EXERCISE GOAL
Reproduce the records exactly, but not the pictures.

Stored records
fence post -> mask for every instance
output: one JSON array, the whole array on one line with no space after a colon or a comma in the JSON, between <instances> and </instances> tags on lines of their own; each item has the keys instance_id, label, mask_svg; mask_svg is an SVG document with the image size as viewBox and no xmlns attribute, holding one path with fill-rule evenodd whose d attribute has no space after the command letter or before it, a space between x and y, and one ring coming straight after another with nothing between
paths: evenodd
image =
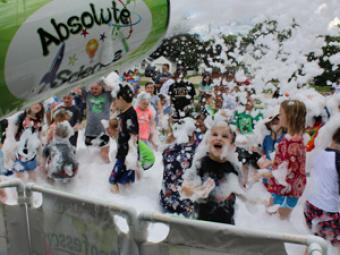
<instances>
[{"instance_id":1,"label":"fence post","mask_svg":"<svg viewBox=\"0 0 340 255\"><path fill-rule=\"evenodd\" d=\"M309 236L307 240L309 255L327 254L327 243L324 239L318 236Z\"/></svg>"}]
</instances>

SOLUTION
fence post -> mask for every instance
output: one JSON array, the whole array on one line with no space after a colon or a comma in the JSON, between <instances> and </instances> tags on lines of their own; each item has the keys instance_id, label, mask_svg; mask_svg is an SVG document with the image size as viewBox and no xmlns attribute, holding one path with fill-rule evenodd whose d attribute has no space after the command letter or before it, a space between x and y, and one ring coming straight after another with nothing between
paths: evenodd
image =
<instances>
[{"instance_id":1,"label":"fence post","mask_svg":"<svg viewBox=\"0 0 340 255\"><path fill-rule=\"evenodd\" d=\"M309 236L307 240L309 255L327 254L327 243L324 239L318 236Z\"/></svg>"}]
</instances>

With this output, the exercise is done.